▶ **Problem to work on**
List every line of the material below that contains the word "orange".

▶ **Records supplied**
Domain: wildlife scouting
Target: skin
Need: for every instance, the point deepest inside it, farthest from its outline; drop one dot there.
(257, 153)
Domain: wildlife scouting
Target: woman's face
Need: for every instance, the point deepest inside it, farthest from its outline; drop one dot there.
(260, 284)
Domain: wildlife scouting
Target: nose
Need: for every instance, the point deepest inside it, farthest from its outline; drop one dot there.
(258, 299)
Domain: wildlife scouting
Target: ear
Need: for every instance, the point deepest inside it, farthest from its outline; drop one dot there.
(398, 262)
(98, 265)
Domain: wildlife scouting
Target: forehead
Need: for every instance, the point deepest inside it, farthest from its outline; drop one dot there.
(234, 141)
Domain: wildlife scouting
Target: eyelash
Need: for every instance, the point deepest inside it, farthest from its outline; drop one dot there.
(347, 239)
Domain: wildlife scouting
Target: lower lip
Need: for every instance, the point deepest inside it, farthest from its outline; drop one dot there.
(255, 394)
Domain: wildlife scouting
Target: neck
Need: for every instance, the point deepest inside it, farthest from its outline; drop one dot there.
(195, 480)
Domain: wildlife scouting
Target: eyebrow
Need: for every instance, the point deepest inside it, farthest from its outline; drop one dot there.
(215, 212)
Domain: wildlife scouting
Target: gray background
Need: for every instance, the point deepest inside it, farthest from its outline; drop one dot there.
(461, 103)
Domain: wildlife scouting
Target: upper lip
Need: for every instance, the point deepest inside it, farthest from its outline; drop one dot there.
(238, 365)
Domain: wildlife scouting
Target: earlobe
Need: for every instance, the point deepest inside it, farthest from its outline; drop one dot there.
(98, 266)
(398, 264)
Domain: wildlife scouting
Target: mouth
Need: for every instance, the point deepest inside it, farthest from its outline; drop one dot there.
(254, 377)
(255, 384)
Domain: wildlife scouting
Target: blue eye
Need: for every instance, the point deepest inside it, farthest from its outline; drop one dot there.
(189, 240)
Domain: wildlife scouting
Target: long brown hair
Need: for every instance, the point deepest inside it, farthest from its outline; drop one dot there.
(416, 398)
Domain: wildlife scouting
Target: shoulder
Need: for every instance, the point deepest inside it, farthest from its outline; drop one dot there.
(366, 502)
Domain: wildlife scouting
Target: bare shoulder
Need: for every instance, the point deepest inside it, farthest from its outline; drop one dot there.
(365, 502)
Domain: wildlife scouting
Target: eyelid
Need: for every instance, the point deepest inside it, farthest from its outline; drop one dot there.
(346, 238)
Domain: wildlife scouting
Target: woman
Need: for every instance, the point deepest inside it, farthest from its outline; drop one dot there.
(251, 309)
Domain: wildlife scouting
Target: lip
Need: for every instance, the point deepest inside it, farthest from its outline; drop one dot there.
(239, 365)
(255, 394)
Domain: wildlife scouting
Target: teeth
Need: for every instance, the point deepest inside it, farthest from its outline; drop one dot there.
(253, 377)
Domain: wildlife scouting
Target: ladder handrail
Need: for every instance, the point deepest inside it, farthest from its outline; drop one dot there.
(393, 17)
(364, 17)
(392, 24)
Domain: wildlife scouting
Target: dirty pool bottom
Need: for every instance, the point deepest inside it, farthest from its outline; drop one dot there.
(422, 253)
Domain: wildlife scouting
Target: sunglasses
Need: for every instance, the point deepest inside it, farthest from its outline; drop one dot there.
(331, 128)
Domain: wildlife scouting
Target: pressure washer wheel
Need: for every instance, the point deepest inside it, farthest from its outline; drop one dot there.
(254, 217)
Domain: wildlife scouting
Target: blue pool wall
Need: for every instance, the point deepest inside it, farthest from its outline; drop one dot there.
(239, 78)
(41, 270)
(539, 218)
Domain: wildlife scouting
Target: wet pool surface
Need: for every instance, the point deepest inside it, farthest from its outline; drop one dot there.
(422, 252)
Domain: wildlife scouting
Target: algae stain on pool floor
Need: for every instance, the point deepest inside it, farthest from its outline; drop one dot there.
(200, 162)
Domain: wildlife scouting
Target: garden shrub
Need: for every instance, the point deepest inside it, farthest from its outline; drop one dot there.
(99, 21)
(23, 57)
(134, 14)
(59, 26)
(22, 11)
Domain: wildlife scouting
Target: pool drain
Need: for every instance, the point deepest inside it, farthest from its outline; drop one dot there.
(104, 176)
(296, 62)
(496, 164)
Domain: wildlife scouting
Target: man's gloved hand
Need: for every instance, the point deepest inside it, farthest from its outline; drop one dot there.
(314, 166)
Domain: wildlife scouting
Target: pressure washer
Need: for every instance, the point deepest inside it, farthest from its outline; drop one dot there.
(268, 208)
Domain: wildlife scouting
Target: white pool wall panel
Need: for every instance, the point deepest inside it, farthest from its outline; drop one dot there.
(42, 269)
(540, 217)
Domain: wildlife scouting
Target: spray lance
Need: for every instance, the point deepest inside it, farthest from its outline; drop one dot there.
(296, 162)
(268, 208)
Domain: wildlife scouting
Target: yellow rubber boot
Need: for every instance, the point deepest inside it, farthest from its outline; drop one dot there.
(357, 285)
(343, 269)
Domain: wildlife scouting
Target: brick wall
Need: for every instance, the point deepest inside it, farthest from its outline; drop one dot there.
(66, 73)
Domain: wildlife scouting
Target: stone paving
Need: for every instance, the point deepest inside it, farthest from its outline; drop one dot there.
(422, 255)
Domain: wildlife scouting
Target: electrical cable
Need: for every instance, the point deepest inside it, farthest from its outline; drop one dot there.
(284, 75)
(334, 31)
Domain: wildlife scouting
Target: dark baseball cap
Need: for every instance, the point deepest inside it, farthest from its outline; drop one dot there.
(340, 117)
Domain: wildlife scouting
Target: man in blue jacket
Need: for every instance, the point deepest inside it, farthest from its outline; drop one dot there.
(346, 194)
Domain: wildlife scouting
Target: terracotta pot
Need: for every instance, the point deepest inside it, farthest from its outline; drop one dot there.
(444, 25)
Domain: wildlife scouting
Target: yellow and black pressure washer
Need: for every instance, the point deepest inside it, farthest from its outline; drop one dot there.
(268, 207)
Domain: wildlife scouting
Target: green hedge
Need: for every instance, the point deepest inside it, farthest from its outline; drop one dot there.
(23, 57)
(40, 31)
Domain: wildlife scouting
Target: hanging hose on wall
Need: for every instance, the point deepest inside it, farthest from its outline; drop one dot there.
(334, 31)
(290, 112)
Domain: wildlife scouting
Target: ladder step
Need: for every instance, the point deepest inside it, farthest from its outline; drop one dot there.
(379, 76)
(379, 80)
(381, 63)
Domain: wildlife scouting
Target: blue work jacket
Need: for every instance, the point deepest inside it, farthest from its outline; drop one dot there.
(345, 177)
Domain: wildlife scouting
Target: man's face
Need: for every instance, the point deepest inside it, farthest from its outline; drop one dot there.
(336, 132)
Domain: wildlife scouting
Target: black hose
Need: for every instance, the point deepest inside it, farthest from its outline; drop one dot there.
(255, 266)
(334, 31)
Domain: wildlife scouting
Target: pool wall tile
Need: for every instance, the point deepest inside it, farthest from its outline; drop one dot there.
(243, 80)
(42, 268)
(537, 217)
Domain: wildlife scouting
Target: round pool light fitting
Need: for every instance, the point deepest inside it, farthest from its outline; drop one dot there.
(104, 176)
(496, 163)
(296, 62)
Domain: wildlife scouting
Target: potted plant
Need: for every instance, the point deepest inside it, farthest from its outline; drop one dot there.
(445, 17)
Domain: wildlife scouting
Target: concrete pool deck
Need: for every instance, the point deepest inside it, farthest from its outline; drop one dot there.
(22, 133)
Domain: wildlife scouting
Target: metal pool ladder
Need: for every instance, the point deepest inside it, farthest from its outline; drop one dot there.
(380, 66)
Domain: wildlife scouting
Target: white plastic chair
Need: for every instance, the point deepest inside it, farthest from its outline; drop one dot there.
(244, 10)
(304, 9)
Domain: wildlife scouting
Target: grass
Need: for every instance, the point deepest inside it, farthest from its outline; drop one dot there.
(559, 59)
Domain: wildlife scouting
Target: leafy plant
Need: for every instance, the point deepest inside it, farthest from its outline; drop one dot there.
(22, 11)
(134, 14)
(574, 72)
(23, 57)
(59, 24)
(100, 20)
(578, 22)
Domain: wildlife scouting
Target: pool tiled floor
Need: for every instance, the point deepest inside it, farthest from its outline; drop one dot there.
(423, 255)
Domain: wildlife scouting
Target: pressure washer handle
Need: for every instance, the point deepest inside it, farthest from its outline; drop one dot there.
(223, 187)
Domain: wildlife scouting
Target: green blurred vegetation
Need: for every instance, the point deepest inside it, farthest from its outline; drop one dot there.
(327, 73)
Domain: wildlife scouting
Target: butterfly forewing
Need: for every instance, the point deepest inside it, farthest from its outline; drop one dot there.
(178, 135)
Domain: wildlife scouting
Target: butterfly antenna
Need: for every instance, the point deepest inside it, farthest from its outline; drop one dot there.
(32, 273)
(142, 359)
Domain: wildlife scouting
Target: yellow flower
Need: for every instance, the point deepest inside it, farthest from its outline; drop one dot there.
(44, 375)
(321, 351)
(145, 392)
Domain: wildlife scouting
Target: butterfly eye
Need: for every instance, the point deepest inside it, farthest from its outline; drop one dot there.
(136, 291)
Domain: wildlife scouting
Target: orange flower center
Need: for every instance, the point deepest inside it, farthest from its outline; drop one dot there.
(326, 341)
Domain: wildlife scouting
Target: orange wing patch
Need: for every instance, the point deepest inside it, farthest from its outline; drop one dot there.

▶ **Answer for this exercise**
Target: orange flower center
Target: orange wing patch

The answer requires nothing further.